» Exercise prompt
Change "pin" to "locate" in the items between the line holding "Task: pin the decorative" and the line holding "point(256, 22)", inclusive. Write out only those lines again, with nothing else altered.

━━━━━ Extracted entries ━━━━━

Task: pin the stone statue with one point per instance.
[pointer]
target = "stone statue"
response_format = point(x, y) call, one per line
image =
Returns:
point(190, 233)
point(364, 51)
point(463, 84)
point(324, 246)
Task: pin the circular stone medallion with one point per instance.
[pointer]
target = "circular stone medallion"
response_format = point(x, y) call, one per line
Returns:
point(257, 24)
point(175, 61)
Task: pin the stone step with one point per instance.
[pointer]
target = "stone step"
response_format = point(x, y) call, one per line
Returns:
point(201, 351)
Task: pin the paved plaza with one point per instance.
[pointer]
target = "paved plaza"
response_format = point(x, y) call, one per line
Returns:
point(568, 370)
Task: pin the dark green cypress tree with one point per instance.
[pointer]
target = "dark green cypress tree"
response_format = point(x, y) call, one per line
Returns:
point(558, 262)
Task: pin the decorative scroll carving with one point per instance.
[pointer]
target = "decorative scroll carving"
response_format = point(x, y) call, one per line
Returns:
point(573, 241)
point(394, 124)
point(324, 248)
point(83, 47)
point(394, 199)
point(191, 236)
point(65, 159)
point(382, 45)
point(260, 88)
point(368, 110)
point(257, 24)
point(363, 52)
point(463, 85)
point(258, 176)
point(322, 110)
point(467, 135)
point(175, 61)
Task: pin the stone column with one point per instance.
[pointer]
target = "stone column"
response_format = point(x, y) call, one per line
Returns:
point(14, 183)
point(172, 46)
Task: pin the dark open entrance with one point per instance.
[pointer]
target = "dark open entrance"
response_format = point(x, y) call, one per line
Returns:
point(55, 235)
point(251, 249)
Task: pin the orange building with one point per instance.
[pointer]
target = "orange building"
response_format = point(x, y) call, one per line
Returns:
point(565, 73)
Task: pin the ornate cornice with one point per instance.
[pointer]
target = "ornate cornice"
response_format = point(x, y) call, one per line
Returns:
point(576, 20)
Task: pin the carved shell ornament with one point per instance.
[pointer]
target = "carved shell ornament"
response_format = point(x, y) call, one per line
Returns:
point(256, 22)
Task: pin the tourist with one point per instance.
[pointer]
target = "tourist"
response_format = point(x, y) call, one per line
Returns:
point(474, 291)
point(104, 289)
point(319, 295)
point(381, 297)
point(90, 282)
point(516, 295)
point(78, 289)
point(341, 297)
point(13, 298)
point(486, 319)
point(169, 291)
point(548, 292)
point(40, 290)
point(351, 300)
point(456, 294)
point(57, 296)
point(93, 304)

━━━━━

» Solution
Task: locate the decorative scroll carving with one point per instance.
[pointer]
target = "decorative scroll carving"
response_format = point(x, y) call, one per line
Returns:
point(573, 241)
point(394, 124)
point(324, 248)
point(83, 47)
point(394, 199)
point(191, 236)
point(65, 159)
point(382, 45)
point(260, 88)
point(368, 110)
point(257, 24)
point(363, 52)
point(463, 85)
point(258, 176)
point(322, 110)
point(467, 135)
point(175, 61)
Task: locate the stone column with one point per instance.
[pointer]
target = "stone column"
response_format = point(x, y) call, one per line
Returns:
point(14, 183)
point(172, 46)
Task: locate the dark open entrance with one point per instance.
[pointer]
target = "dark open entrance"
response_format = point(x, y) call, one per line
Returns:
point(55, 235)
point(251, 249)
Task: locate the orange building with one point per instance.
[pointer]
target = "orange building"
response_format = point(x, y) call, one per line
Returns:
point(565, 73)
Task: locate the ornate cornice with one point per instance.
[pointer]
target = "ornate cornice"
response_format = point(x, y) call, one per line
Returns:
point(576, 20)
Task: locate the carved shell ornament with one point per instance.
[pointer]
target = "carved shell ornament"
response_format = point(x, y) call, one per line
Returns:
point(256, 22)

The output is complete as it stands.